TASK DESCRIPTION. Count how many lines in the records below contain the string "grip", treating uppercase and lowercase as different. Reply with only the number.

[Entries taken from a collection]
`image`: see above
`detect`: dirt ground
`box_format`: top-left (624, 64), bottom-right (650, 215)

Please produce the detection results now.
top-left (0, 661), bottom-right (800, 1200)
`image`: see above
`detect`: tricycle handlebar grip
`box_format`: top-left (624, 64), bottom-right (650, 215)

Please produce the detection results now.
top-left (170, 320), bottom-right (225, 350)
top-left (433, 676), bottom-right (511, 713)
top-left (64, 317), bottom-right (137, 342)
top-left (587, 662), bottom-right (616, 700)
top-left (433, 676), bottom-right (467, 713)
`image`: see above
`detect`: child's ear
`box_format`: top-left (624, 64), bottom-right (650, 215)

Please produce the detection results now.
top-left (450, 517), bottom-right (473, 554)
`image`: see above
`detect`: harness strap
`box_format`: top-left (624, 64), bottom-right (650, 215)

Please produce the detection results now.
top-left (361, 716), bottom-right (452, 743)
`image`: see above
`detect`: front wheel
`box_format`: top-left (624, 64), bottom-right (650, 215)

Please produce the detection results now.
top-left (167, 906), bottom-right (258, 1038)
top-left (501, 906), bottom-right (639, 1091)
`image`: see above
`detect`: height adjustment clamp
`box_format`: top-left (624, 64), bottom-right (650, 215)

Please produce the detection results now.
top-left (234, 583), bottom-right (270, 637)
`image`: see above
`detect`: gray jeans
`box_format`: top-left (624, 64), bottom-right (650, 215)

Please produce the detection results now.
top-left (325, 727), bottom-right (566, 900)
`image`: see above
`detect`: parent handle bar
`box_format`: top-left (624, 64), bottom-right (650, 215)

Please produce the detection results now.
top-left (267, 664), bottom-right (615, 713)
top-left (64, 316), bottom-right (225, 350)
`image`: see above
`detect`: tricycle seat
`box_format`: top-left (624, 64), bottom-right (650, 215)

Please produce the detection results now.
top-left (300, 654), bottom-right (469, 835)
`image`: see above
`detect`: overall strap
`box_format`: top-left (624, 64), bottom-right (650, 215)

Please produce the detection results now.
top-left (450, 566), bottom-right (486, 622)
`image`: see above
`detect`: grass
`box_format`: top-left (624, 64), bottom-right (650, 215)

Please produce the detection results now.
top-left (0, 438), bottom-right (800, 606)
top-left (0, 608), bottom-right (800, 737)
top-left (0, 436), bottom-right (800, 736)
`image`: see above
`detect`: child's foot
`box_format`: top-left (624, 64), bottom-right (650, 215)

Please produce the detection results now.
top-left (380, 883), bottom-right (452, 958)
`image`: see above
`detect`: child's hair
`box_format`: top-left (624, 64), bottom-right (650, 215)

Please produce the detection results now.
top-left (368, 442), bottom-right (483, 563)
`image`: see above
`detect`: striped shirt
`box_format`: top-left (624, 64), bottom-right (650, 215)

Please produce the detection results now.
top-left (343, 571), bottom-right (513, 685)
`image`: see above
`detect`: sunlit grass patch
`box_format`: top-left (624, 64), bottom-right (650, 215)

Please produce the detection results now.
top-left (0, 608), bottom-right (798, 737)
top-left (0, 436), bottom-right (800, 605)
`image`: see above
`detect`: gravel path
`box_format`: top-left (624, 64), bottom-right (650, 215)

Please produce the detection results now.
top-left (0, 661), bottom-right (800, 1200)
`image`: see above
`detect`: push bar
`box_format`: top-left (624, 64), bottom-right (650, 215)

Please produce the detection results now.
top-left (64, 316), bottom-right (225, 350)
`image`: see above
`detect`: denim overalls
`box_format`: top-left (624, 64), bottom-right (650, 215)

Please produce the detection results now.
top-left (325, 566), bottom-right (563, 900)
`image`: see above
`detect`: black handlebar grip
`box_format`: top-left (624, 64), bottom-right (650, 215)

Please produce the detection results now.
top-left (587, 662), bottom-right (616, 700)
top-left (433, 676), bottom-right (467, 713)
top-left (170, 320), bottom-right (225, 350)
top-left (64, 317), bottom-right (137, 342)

WRITTEN SOLUTION. 2